Beach House – Once Twice Melody
There is no love lost when it comes to my relationship with Beach House anyway, but 84 minutes of Beach House is too much fucking Beach House.

Belushi Speed Ball – What, Us Worry?
Jokey thrash metal band that’s super fun sometimes and obnoxious a lot of the other times, especially with the skits.

The Beths – Expert in a Dying Field
Loaded with hooks and strong melodies, these New Zealanders have made their best album to date.

Björk – Fossora
Of course this is good, Björk is a goddamned genius.

Blind Guardian – The God Machine
Blind Guardian are one of the best at what they do, but I feel like twelve albums of Blind Guardian is just a teensy bit too much Blind Guardian.

Blut Aus Nord – Disharmonium / Undreamable Abysses
Certainly unsettling and atmospheric stuff, but I’ve heard way more compelling avantgarde black metal from the Blut Aus Nord of the past.

Bob Vylan – Bob Vylan Presents the Price of Life
Bob Vylan’s fast-paced mix of hip-hop/grime, punk, and electro-industrial is a very cool combination that more than makes up for the Spongebob reference on Track 1.

Boris – Heavy Rocks 2022
Boris doesn’t know how to play normal rock music, and they flaunt this in every way possible with the third Heavy Rocks installment since 2002.

# [LIST OF TASKS]
1. In the album reviews, where are The Beths from?
2. Extend the album reviews past the Boris entry with a few more entries in the same format and tone.

# [EXERCISE DATA]
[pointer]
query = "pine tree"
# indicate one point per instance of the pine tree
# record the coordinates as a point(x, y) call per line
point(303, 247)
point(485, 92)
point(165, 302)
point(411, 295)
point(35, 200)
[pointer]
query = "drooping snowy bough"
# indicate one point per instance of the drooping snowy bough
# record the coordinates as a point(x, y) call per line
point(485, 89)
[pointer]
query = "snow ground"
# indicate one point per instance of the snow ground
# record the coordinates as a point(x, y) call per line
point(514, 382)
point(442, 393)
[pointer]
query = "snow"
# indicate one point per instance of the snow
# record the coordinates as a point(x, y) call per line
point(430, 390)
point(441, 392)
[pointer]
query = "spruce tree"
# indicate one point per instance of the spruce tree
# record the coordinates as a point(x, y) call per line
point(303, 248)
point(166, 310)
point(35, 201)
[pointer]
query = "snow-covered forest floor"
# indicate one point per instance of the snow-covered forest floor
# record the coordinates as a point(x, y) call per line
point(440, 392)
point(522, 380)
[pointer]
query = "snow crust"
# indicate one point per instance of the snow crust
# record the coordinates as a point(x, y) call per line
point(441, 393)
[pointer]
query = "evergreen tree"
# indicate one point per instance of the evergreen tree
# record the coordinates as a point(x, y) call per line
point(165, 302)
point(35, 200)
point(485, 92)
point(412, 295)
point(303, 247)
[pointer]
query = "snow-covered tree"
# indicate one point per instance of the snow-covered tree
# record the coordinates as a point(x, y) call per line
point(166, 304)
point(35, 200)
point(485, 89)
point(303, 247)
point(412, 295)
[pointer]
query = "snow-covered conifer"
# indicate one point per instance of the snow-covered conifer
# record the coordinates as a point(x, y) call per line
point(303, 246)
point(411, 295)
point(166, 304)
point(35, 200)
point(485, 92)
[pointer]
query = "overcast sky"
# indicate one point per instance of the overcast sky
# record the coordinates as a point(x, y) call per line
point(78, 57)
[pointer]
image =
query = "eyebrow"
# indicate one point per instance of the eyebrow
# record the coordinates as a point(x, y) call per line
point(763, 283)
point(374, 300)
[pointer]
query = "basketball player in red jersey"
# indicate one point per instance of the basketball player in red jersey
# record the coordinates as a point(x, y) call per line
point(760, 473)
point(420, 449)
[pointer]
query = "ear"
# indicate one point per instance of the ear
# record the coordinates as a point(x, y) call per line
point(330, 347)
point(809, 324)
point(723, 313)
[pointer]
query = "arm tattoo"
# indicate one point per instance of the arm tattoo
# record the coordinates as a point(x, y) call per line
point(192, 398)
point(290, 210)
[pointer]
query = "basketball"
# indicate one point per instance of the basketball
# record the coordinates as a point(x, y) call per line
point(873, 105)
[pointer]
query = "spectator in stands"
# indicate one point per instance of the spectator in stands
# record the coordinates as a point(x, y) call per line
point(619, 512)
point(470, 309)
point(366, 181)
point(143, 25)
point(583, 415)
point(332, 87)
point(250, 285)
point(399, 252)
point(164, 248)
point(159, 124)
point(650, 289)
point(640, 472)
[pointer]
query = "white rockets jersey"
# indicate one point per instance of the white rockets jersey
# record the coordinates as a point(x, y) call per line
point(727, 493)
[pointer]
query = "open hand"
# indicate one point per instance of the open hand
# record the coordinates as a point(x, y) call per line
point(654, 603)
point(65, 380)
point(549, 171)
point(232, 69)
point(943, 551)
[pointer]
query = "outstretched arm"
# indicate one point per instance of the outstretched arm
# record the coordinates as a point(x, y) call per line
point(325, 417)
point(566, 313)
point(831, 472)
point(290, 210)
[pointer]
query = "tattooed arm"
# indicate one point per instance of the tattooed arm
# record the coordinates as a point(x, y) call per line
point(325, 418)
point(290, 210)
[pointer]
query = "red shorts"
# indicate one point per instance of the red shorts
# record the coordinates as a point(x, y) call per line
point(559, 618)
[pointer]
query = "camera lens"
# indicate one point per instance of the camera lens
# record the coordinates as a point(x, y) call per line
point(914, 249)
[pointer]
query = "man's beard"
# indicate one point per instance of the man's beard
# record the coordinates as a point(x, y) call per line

# [RESPONSES]
1. New Zealand.

2.
Boyhood - My Dread

Boyhood – My Dread
Caylie Runciman is like a much more interesting and cynical Phoebe Bridgers or Lucy Dacus or Julien Baker — instead of “Boyhood” she should be called “boygenius” hahahahahaha!!!

Brainwaltzera – ITSAME
Immersive, ambient Boards of Canada-style IDM that really does take you places, man, so just sit back and let it take you awwaaaaaaay…

Broken Bells – Into the Blue
Broken Bells plays sleepy indie rock that makes me wish they’d spend a little more effort trying to fix those bells!

Brymir – Voices in the Sky
There are already a million albums like this one and 100,000 of them came out this year alone.

The Callous Daoboys – Celebrity Therapist
Very, very similar to the Dillinger Escape Plan with much more emphasis on Mr. Bungle antics; once upon a time I’d be ALL OVER that shit, but the formula is getting tired.

Carpenter Brut – Leather Terror
Aggressive synthwave with edge and bite and chomp and grit and pluck and moxie, baby!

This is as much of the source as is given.